- Problem to solve
Output all the material that follows, exactly as given.

- Input rows
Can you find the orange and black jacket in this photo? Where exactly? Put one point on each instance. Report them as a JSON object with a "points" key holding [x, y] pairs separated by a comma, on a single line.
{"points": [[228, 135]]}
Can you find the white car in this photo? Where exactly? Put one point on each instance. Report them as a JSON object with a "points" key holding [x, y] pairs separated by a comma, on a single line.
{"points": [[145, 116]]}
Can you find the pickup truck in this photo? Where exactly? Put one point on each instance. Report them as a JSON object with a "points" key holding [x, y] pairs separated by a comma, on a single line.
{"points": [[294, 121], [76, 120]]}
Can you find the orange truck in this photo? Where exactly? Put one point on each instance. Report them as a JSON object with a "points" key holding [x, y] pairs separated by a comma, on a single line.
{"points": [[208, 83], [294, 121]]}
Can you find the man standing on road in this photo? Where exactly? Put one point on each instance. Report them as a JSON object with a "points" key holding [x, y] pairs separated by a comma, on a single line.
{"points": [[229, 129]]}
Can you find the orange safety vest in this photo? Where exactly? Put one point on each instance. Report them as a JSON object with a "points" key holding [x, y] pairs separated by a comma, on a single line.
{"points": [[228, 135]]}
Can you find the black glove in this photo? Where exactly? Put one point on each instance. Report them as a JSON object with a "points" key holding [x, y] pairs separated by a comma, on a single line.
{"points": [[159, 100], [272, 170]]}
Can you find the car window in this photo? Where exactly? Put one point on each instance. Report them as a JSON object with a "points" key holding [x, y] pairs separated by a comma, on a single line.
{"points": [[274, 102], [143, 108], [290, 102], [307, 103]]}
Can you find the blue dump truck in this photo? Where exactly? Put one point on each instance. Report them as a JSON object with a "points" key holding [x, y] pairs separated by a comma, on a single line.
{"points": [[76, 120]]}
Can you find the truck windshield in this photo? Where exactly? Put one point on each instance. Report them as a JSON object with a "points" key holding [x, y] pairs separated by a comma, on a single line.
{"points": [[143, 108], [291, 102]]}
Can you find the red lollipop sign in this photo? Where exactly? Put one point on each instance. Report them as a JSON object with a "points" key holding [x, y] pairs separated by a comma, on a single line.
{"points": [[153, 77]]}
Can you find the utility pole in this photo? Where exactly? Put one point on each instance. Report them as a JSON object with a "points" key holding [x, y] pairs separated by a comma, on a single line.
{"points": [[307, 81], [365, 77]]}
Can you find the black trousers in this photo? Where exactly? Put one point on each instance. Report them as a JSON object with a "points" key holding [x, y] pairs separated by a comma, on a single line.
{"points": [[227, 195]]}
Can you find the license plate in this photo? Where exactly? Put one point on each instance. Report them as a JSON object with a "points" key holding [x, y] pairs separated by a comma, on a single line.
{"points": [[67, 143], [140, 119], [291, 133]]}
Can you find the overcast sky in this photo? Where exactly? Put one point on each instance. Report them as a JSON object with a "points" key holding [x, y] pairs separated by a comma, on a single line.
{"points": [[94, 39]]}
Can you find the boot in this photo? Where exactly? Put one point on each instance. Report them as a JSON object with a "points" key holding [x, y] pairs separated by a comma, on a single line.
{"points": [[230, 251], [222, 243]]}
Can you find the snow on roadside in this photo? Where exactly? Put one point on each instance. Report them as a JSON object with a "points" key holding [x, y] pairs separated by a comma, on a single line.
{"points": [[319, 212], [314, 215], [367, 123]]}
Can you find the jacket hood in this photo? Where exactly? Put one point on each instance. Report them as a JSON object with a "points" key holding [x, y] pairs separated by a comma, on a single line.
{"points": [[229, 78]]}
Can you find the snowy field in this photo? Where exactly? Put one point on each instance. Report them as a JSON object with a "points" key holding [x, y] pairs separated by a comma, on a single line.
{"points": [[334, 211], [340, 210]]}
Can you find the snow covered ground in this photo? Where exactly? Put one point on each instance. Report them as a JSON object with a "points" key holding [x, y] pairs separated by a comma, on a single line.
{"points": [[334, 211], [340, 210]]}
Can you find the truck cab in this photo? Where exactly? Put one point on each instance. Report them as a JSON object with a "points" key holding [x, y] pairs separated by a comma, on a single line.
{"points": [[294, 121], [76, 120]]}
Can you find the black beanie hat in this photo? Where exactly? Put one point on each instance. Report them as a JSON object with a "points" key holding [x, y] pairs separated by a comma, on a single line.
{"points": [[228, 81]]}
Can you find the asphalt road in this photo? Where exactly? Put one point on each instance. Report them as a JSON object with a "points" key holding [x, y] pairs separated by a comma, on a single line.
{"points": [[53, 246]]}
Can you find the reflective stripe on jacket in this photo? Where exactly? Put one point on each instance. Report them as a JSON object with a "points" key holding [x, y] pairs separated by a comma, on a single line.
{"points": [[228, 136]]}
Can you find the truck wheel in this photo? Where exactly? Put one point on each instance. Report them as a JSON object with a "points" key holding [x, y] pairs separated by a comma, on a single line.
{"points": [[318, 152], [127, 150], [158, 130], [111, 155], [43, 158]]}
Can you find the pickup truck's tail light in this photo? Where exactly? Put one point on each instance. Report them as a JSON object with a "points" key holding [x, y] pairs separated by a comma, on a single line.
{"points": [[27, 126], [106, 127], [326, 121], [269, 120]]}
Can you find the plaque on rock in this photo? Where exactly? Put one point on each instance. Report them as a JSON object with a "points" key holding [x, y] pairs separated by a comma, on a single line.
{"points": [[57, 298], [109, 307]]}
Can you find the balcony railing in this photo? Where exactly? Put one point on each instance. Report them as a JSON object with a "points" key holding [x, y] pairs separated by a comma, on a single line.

- Solution below
Can you find the orange and black jacket in this photo? Where exactly? Put one point on each instance. Report them as a JSON object with a "points" key holding [x, y] pairs separated by a comma, on a single line.
{"points": [[228, 135]]}
Can you find the white car in this photo? Where exactly? Put one point on each instance. Report them as a JSON object with a "points" key holding [x, y] pairs separated by a comma, on a single line.
{"points": [[145, 116]]}
Can you find the pickup truck in this photo? Where exactly? Put one point on each instance. Report them as a JSON object with a "points" key holding [x, y] pairs separated by a comma, on a single line.
{"points": [[294, 121], [76, 120]]}
Can you find the orange truck in this photo? Where exactly? Put one point on each instance. Report them as a JSON object with a "points" key holding [x, y] pairs separated by a comma, on a single line.
{"points": [[208, 83], [294, 121]]}
Can you find the man standing on road in this photo? Where exactly? Put one point on each instance. Report them as a JSON object with a "points" key holding [x, y] pairs separated by a comma, on a single line.
{"points": [[229, 129]]}
Can you find the orange safety vest in this photo? Where exactly? Put one point on each instance. Report them as a JSON object with a "points" key holding [x, y] pairs separated by a comma, on a single line.
{"points": [[228, 135]]}
Can you find the black glove in this photo? Where exactly? Put one point on each instance. Report them as a JSON object with a "points" key holding [x, y] pairs separated by a comma, on a single line.
{"points": [[159, 100], [272, 170]]}
Can you find the car window in this photo? Where exactly? Put one point on each instance. Report them as a JSON object with a "points" key holding [x, y] pairs separated by a comma, on a single line.
{"points": [[274, 102], [143, 108], [290, 102], [307, 103]]}
Can you find the blue dump truck in this photo? Where exactly? Put one point on each instance. Report them as a JSON object with a "points" key holding [x, y] pairs separated by a comma, on a single line.
{"points": [[76, 120]]}
Can you find the truck windshield in this photo? Where exactly? Put one point on each instance. Report them as a JSON object with a "points" key holding [x, y] pairs separated by a comma, on a single line.
{"points": [[143, 108], [291, 102]]}
Can you find the red lollipop sign in this photo? Where exactly? Put one point on each instance. Report them as a JSON object with a "points" key holding [x, y] pairs separated by a comma, on a single line.
{"points": [[153, 77]]}
Can you find the utility pole in this photo? Where exactly? Put one point on each instance. Report them as a JSON object with a "points" key holding [x, y] pairs separated by a comma, on a single line.
{"points": [[307, 81], [365, 77]]}
Can you find the black trousers in this photo? Where exactly? Put one point on each instance. Report them as a JSON object with a "points" key holding [x, y] pairs separated by a comma, on a single line.
{"points": [[227, 195]]}
Can you find the license plate in this photo? Where exactly? Put one point on each instance. Report them as a JSON object with a "points" key holding [x, y] pairs separated by a comma, on a single line.
{"points": [[67, 143], [140, 119], [291, 133]]}
Can you find the overcast sky in this photo? Where exactly? Put one point on each instance. Report them as a JSON object with a "points" key holding [x, y] pairs separated by a comma, on a single line.
{"points": [[94, 39]]}
Can you find the boot in this photo? Where exactly? Put one point on each instance. Report them as a JSON object with a "points" key holding [x, y] pairs separated by a comma, on a single line.
{"points": [[230, 251], [222, 243]]}
Can you find the snow on roadside in this photo? Where exactly? Put one point on each instance. Report them as a JSON object with a "points" key holding [x, y] pairs separated by a comma, on a single line.
{"points": [[319, 212], [314, 215], [367, 123]]}
Can you find the jacket hood in this photo? Where exactly? Put one point on each instance. Report them as a JSON object with a "points" key holding [x, y] pairs separated by a comma, on a single line.
{"points": [[229, 78]]}
Can you find the snowy field in this photo? Where exactly? Put one point on each instance. Report them as a JSON object with a "points" key holding [x, y] pairs separated by a comma, on a single line.
{"points": [[334, 211], [340, 210]]}
Can you find the snow covered ground in this photo? Where exactly? Put one point on each instance. Report them as a JSON object with a "points" key holding [x, y] pairs separated by a comma, on a single line.
{"points": [[334, 211], [340, 210]]}
Can you find the truck cab in this photo? Where exactly? Put one point on each instance. Report them as a JSON object with a "points" key holding [x, y] pairs separated by a comma, on a single line.
{"points": [[294, 121], [76, 120]]}
Can you find the black beanie hat in this photo? Where exactly? Put one point on each instance. Report them as a JSON object with a "points" key holding [x, y] pairs separated by a comma, on a single line.
{"points": [[228, 81]]}
Can you find the asphalt road in this photo? Where exactly? Put one point on each instance. Report them as a JSON object with a "points" key holding [x, y] pairs separated by a comma, on a single line.
{"points": [[53, 246]]}
Can you find the reflective stripe on jacket in this photo? Where exactly? Put one point on each instance. Report them as a JSON object with a "points" key holding [x, y] pairs separated by a comma, on a single line.
{"points": [[228, 136]]}
Can you find the truck wheel in this photo? Where exactly? Put one point on each instance. Report them as a JSON object with a "points" key holding [x, y] pairs separated by a comma, on a single line.
{"points": [[318, 152], [127, 150], [158, 130], [111, 155], [43, 158]]}
Can you find the pickup truck's tail light in this photo? Where exactly? Put one point on each instance. Report them as a JSON object with a "points" key holding [x, y] pairs separated by a comma, on a single line.
{"points": [[27, 126], [106, 127], [326, 121], [269, 120]]}
Can you find the plaque on rock in this photo? Where exactly? Put one point on each instance. Report them as a JSON object with a "points" key holding [x, y] pairs separated by a comma, on a single line.
{"points": [[57, 298], [109, 307]]}
Can you find the balcony railing in this photo? Where exactly? Put one point on each instance. Report them as a JSON object with a "points" key holding [x, y] pairs separated by a comma, on a single line.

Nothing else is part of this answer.